## Quoted text:
-- BEGIN --

American University Washington College of Law


Ecology Law Quarterly, Forthcoming
Georgetown Public Law Research Paper No. 1001109

Abstract:     
Much of the risk perception literature relies on the important but unstated assumption that manipulating public opinion to conform to scientific assessments of risk could help the public and, in turn, policymakers make better decisions about whether and how to regulate. This paper argues that the assumption fails in the context of certain "multilayered" risks, or risks that pose tiered policy choices - not just whether to regulate in the first instance, but how to respond to derivative risks arising from the first set of regulatory changes. Examining the debate about the role of nuclear power in the United States' approach to climate change, the paper observes that first- and second-tier risks often differ in character, or require different types of regulatory solution (market-based versus command-and-control). Due to these variations, the public may hold starkly different views about regulation of each tier, and those views may be differently "sticky" - that is, differently susceptible to persuasion.

In the context of the nuclear power debate, this tiering of opinion has perverse implications. The first-tier risks of nuclear power are those associated with individual reactors, including the risks of accident or terrorist attack; the second-tier risks are those associated with mining, transport, processing, storage, and disposal of radioactive materials. Recent work asserts that despite entrenched public fear of nuclear power, it may be possible to induce people to support construction of low-emissions reactors as a strategy for mitigating climate change. But even if policymakers could employ the risk education strategies discussed in the literature to shift public opinion in favor of economic incentives for nuclear reactor development, there is no reason to think such strategies would be equally effective at changing attitudes toward second-tier risks and the command-and-control regulations necessary to address them. To the contrary, many people would likely continue to oppose certain types of government action on these latter problems, even assuming the complete success of the hypothesized first-tier education strategy. As a result, the United States could find itself with a thriving nuclear power sector, but without the political will to address the grave collateral risks.

-- END --

## Stated task a:
Please state how many lines in the rows contain the string "goggle", giving only the number.
The rows have no connection to the abstract on nuclear power risk.

## Extracted data:
-- BEGIN --

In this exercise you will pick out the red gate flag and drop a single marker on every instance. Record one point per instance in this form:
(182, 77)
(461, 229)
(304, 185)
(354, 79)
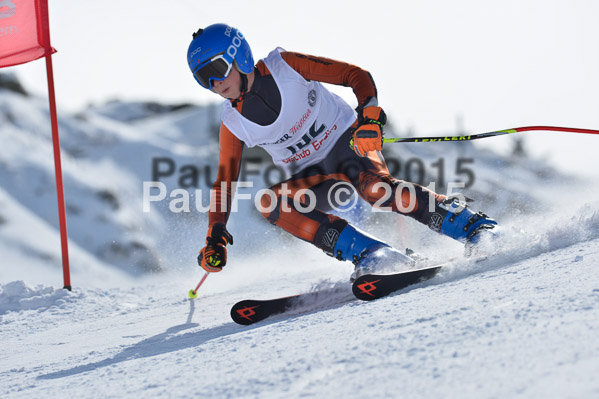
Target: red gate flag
(24, 31)
(24, 37)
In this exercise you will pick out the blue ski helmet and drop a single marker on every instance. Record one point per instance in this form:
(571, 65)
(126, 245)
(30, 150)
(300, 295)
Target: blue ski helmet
(214, 50)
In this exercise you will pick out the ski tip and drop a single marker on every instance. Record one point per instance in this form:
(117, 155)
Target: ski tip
(244, 313)
(365, 286)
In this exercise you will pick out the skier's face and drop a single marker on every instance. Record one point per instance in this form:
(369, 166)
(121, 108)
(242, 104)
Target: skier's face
(230, 87)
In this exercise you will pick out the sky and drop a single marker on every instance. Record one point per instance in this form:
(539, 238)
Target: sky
(483, 65)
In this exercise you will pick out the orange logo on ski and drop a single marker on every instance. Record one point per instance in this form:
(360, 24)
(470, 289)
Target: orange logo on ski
(247, 312)
(368, 286)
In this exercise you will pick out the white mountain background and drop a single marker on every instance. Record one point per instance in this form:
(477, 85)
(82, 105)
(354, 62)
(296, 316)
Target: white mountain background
(523, 323)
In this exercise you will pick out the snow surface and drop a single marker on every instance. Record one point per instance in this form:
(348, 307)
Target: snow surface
(523, 323)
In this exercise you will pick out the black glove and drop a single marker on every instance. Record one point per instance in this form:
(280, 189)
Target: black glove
(369, 134)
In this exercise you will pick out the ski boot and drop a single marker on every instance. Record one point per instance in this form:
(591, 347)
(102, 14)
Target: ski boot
(454, 219)
(368, 254)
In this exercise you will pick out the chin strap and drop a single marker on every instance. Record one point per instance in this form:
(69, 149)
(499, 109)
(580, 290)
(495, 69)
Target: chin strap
(242, 90)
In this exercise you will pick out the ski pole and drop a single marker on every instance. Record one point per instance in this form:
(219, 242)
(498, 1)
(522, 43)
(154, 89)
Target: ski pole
(194, 293)
(488, 134)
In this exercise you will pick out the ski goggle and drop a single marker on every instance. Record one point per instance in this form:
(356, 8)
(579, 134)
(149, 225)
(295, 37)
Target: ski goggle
(218, 68)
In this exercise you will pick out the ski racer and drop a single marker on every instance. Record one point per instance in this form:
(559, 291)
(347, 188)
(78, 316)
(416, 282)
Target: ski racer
(281, 105)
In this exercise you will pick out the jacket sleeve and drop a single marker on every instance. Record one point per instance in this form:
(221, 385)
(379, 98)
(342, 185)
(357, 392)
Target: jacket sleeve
(229, 165)
(335, 72)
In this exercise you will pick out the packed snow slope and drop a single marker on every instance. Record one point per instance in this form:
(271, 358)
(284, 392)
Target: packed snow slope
(522, 323)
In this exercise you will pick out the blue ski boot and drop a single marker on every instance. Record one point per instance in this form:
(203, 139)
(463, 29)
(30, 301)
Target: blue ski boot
(454, 219)
(368, 254)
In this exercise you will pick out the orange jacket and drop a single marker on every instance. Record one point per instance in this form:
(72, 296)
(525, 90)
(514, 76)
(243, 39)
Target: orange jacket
(311, 68)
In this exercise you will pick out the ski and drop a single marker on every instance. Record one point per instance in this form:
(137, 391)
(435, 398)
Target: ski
(373, 286)
(250, 311)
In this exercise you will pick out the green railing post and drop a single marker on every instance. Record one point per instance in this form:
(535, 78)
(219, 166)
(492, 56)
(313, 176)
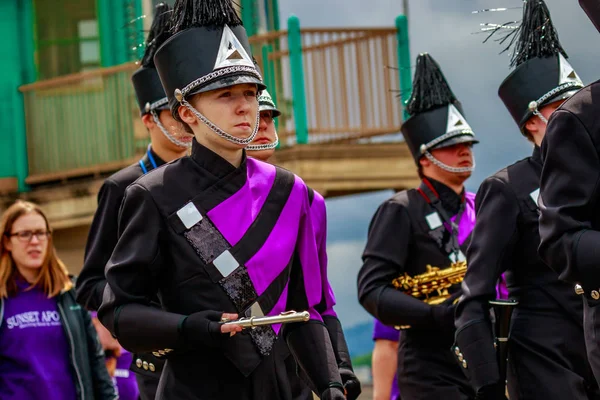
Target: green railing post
(299, 97)
(269, 75)
(28, 75)
(404, 61)
(249, 17)
(105, 30)
(274, 18)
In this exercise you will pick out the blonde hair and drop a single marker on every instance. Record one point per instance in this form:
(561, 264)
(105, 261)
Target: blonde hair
(53, 277)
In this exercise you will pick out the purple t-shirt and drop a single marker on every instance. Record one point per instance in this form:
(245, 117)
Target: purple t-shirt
(381, 331)
(125, 379)
(34, 350)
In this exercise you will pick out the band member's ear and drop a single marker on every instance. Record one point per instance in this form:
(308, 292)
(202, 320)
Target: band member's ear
(148, 121)
(186, 115)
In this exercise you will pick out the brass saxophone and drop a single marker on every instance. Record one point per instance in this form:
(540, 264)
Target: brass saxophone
(432, 286)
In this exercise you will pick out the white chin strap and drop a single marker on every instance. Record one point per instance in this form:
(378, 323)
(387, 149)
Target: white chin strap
(220, 131)
(167, 134)
(455, 170)
(266, 146)
(533, 107)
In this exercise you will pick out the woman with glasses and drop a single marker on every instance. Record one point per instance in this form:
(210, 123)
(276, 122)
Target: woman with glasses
(48, 345)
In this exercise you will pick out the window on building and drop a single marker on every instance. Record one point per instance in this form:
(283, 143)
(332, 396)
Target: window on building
(67, 37)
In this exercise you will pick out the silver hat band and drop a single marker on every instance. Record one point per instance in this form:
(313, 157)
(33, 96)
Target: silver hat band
(220, 131)
(167, 134)
(180, 94)
(266, 146)
(460, 132)
(534, 105)
(455, 170)
(159, 103)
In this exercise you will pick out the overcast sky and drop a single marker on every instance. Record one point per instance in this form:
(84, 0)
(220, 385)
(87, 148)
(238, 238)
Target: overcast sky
(444, 28)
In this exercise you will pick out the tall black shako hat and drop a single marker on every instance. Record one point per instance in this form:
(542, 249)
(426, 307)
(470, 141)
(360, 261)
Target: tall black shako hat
(146, 82)
(542, 74)
(436, 118)
(592, 9)
(209, 50)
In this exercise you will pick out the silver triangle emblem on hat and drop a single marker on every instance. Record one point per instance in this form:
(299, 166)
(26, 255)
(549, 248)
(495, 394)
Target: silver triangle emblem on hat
(567, 73)
(456, 121)
(231, 51)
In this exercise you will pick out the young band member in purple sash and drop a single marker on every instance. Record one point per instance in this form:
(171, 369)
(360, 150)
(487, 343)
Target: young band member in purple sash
(430, 225)
(546, 350)
(217, 232)
(569, 195)
(384, 364)
(262, 148)
(48, 345)
(169, 141)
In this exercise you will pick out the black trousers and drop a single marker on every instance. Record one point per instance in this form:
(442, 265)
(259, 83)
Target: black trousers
(591, 322)
(147, 386)
(427, 369)
(547, 357)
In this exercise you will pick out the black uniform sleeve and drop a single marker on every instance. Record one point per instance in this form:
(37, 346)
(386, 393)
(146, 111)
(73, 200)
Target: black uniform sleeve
(489, 254)
(102, 383)
(310, 344)
(384, 259)
(132, 276)
(100, 244)
(568, 201)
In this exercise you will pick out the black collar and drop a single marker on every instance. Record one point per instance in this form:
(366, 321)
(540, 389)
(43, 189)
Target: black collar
(148, 164)
(537, 155)
(449, 198)
(212, 162)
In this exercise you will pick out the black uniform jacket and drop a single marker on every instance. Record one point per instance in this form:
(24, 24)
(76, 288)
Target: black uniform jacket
(570, 191)
(169, 244)
(405, 237)
(505, 240)
(101, 242)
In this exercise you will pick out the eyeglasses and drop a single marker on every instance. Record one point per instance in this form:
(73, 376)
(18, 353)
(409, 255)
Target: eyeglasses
(26, 236)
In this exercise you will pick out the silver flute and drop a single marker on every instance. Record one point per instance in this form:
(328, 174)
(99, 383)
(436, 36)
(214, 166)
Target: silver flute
(283, 318)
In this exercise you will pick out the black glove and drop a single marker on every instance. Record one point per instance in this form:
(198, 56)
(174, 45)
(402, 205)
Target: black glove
(495, 391)
(342, 355)
(351, 383)
(333, 394)
(475, 352)
(203, 329)
(443, 314)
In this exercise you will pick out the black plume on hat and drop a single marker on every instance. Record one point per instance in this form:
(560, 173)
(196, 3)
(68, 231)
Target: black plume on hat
(536, 35)
(198, 13)
(159, 33)
(430, 88)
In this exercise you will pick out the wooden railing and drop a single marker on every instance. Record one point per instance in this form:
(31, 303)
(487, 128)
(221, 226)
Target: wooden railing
(350, 82)
(335, 85)
(81, 124)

-- END --

## Stated task b:
Carry on the abstract on nuclear power risk, picking up after its final sentence.

## Task output a:
2

## Task output b:
These observations lead to two conclusions, one related to the nuclear power example, and one to risk regulation more broadly. First, differently sticky public attitudes toward first- and second-tier nuclear risks and their regulatory solutions may defeat any effort to respond to climate change by significantly and safely increasing U.S. reliance on nuclear power. Second, efforts to change public risk perceptions may not advance a regulatory agenda, and may even prove counterproductive. Specifically, where multiple risk layers exist, a successful first-tier education effort and consequent policy changes could create or expose second-tier risks that defy regulatory solution, leaving policymakers stranded at the abrupt and unexpected end of a half-built bridge. Depending on the gravity of the second-tier risks, this regulatory dead end could be one that neither policymakers nor the public would have chosen ex ante.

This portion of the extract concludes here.